start

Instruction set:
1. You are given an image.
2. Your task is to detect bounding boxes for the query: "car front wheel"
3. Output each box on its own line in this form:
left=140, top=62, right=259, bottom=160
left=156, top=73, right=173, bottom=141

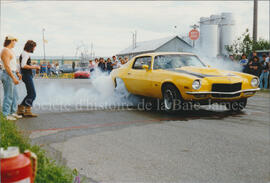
left=162, top=84, right=182, bottom=112
left=226, top=99, right=247, bottom=112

end

* [EXERCISE TASK]:
Reproduce the entry above in full, including the request, but scale each bounding-box coordinate in the answers by 2.6 and round it to a whole number, with halves rounded up. Leave the sample boxes in the request unchanged, and omit the picture.

* [OUTPUT FOR THIS TASK]:
Instruction set:
1. You are given an image.
2. Your task is to detect bounding boxes for the query: "car front wheel"
3. Output each box on its own line in this form:
left=140, top=62, right=259, bottom=160
left=156, top=73, right=173, bottom=141

left=421, top=218, right=473, bottom=291
left=588, top=257, right=642, bottom=291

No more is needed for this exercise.